Cyanobacteria typically appear as blue-green to black bubble trapping sheets. Like other chlorophyll-bearing creatures they utilize light (though not a lot), CO2, and dissolved organics. This is where you can beat them. Create a hostile environent by increasing the oxygen level in the water (surface agitation or a simple increase in flowrate in their area) and by taking the dissolved organic compounds (DOCs) out of the picture via fractionation (skimming) or precipitation (kalking). The reason they hug rocks and substrate is proximity to the waste products of the fauna hiding within.

Sometimes red sometime clear Dinoflagellate sheets are a slightly diferent issue. Check your pH (something that gradual kalking can do nicely, thank you). There is plenty of anecdotal evidence that raising pH (and some claim raising temp) suppresses their spread. You can also try to starve them out of nutrients by lowering DOC's.

Both occur naturally even in the most well maintained aquaria, so if they aren't present in alarming quantities...
In an cae, any remedy has to be applied judiciously so as not to stress other tank inhabitants.

* [Records supplied]
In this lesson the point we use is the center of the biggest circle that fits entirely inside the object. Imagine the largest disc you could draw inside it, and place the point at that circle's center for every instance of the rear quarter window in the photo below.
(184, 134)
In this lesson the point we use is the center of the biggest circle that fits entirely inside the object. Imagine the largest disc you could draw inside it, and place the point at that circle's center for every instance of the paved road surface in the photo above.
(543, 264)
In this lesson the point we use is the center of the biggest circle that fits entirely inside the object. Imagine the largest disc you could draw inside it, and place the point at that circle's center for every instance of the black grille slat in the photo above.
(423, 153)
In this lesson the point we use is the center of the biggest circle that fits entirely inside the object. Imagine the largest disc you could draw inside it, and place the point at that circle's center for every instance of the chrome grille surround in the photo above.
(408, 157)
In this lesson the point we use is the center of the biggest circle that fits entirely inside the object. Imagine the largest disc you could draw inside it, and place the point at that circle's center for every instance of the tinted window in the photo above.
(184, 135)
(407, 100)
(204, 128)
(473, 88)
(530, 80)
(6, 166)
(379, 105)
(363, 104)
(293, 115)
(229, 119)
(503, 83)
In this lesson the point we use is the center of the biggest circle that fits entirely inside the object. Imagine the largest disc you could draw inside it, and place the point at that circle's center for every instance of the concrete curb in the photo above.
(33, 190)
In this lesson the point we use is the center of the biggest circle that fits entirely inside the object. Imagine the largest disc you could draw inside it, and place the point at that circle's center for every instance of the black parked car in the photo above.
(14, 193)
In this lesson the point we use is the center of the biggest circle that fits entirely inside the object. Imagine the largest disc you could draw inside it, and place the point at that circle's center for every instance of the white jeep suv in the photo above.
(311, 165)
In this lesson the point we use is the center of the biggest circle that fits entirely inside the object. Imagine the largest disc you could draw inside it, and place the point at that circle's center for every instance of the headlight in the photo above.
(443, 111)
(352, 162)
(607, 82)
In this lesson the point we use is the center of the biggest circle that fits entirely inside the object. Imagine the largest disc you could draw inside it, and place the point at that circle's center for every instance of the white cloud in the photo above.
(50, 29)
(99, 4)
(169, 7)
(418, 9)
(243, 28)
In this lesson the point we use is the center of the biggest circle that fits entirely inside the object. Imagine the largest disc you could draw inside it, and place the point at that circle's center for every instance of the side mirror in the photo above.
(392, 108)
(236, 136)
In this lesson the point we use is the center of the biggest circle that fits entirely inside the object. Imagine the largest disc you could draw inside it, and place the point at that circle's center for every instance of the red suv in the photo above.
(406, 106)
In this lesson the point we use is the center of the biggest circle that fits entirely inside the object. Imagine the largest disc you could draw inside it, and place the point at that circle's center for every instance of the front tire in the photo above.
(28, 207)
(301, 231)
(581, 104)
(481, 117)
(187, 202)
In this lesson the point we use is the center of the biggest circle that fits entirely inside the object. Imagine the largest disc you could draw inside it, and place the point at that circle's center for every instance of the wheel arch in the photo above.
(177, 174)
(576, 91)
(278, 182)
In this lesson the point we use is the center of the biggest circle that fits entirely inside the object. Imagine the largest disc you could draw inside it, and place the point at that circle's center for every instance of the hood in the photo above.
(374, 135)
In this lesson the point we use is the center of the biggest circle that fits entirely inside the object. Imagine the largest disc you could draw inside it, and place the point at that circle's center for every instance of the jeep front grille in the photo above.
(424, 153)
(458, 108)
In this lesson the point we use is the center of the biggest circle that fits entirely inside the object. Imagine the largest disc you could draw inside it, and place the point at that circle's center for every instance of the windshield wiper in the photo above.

* [Task details]
Please answer these questions from the text on cyanobacteria and dinoflagellates:
1. What colors does it say cyanobacteria typically appear?
2. What reason does it give for cyanobacteria hugging rocks and substrate?
3. According to the anecdotal evidence it mentions, raising what suppresses the spread of dinoflagellates?

* [Response box]
1. Blue-green to black.
2. Proximity to the waste products of the fauna hiding within.
3. pH, and some claim raising temperature does too.